§ **ZITIERTER TEXTAUSZUG**:
========================

Die lebensfrohe Betta und ihre schüchterne Cousine Miriam wollen zu den Lagerfeuern, an denen sich die Jugend in den Sommermonaten während der Abend- und Nachtstunden am Strand der von den Römern beliebten Badeorte trifft, um ausgelassen, unbeschwert zu feiern. Während die Eltern von Betta, Marisa und Stelvio Ansaldo, ebenso wie die Großmutter Letizia ahnungslos schlafend in den Betten ihres Sommerhauses in Torre Domizia liegen, ereignet sich eine Tragödie, die die Familie auf eine harte Zerreisprobe stellt. Eines der Mädchen wird die Katastrophe nicht überleben, die Andere bleibt schwer traumatisiert zurück.

========================

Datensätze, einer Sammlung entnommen
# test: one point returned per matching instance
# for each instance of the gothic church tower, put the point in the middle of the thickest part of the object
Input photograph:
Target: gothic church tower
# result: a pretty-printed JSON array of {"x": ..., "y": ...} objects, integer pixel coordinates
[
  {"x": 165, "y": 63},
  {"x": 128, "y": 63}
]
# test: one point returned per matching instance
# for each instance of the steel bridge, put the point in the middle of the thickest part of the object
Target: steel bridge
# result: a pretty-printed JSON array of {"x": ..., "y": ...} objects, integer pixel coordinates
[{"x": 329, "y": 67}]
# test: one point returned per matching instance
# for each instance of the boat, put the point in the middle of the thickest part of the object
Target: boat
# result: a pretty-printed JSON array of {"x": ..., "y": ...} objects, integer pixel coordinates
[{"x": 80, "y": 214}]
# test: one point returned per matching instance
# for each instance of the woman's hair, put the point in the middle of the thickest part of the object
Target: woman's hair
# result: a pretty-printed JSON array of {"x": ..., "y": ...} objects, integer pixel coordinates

========================

§ **ARBEITSAUFTRAG 1**: In welchem Ort liegt laut dem Textauszug über Betta und Miriam das Sommerhaus der Familie?
§ **ARBEITSAUFTRAG 2**: Der Textauszug über Betta und Miriam ist im Anschluss an seinen letzten Satz fortzuführen.

§ **ERWARTETE AUSGABE 1**: Das Sommerhaus liegt in Torre Domizia.

§ **ERWARTETE AUSGABE 2**:
Roberta Recchia erzählt in ihrem Debütroman 'Endlich das ganze Leben' die emotional äußerst aufwühlende Geschichte von schrecklichen Schicksalsschlägen einer Familie zu Beginn der achtziger Jahre des zwanzigsten Jahrhunderts. Über Generationen hinweg wird hier großer Wert auf die Unantastbarkeit eines unbescholtenen Lebenswandels, der bella figura, gelegt, der den Protagonisten des Buches so manche Herausforderung abverlangt, die vom Alleinsein, von tiefliegendem Trauma, von einer unsagbaren Blindheit, ja von Ausgrenzung, aber auch von der Fähigkeit, bedingungslos zu lieben, geprägt ist. Unaufgeregt, fast schon leise schreibt die Autorin, gibt ihren Charakteren menschliche Züge, die authentisch und lebensnah daherkommen, macht gleichzeitig auf menschliche Schwächen aufmerksam, die aus dem gesellschaftlichen System heraus entstanden und immer wieder entstehen.
Ich gebe diesem Roman meine Leseempfehlung.